# Directions for this task:
List every component in the electrode unit passage that carries a reference numeral, giving each name with its numeral.

# Selected text:
=-=-=

The electrode unit 6 is mainly made up of an electrode support
block 6g, an electrode 7 and an insulating material 6h. The shape
of the sealing portion of the electrode 7 is the same current path
pattern shape as that of the seal welding portion. An electric
current flow port 7c is disposed in the center portion of the
electrode pattern portion in the longitudinal direction thereof
(the center portion in the right and left direction of FIG. 18),
and bent at the electrode support block side with respect to the
seal welding surface by 90.degree. (refer to FIG. 16). The impulse
current is allowed to flow from an electric power source (not
shown) through an electric wire 6i to the electrode and in turn
from the current flow port 7c to the sealing portion 7a of the
electrode 7, to thereby heat the sealing portion 7a.

=-=-=

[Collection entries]

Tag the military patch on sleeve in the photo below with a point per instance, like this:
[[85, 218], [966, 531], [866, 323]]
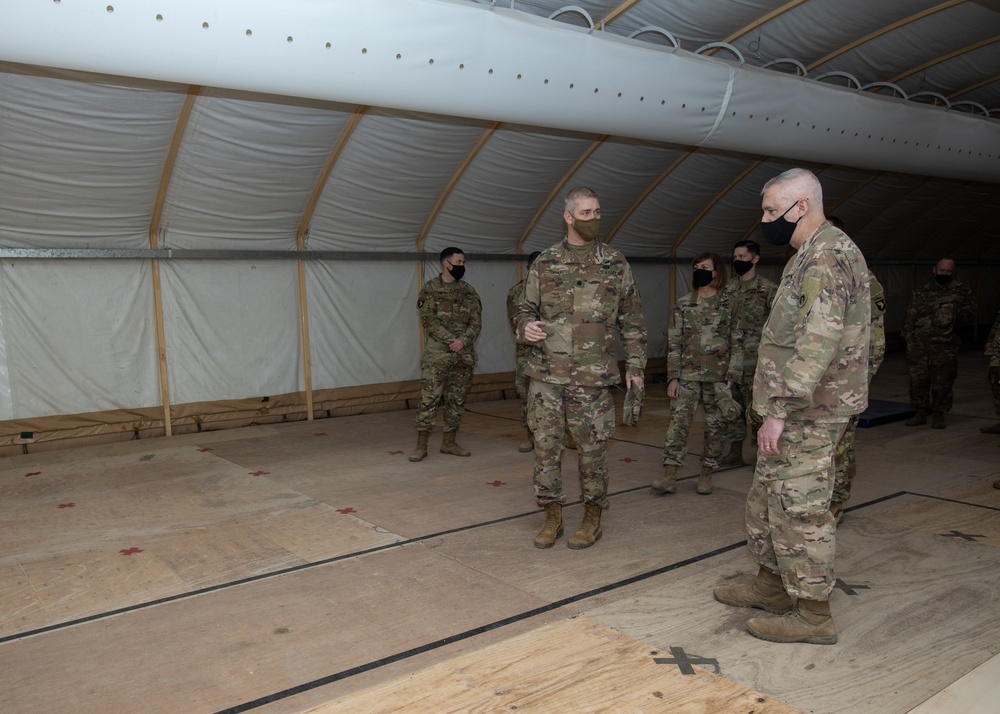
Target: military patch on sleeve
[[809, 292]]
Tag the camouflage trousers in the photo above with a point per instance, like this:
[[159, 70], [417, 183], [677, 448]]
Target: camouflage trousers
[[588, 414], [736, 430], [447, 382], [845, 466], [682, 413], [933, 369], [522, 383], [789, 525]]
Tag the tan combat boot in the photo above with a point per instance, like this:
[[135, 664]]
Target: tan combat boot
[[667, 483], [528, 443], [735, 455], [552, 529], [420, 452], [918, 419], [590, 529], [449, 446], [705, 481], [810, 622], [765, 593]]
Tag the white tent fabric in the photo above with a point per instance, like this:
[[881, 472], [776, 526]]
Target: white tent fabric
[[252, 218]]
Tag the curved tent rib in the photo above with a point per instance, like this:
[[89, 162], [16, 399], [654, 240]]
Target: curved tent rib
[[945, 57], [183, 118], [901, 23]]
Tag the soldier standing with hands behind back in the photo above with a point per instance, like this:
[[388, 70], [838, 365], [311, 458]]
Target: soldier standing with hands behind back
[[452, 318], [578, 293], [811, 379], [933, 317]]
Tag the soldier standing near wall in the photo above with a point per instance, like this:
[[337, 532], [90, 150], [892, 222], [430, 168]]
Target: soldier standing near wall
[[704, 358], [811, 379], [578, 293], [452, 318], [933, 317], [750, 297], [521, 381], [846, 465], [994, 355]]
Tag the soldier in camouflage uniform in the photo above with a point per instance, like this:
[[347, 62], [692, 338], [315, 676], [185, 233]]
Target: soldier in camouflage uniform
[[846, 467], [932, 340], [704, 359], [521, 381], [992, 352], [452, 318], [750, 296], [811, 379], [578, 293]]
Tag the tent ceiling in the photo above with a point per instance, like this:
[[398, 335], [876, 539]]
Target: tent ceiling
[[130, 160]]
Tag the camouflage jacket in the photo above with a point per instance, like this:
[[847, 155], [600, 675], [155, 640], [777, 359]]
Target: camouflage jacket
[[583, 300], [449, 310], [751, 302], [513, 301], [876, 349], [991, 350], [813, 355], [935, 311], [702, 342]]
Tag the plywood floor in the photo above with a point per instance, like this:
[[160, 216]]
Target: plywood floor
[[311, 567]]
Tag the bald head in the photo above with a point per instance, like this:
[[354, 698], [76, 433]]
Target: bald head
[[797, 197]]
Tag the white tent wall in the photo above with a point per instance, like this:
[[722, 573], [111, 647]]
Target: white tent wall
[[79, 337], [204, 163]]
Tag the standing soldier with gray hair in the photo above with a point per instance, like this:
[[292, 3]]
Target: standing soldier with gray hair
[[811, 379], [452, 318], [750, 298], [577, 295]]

=-=-=

# Exercise solution:
electrode unit 6
electrode support block 6g
electrode 7
insulating material 6h
electric current flow port 7c
electric wire 6i
sealing portion 7a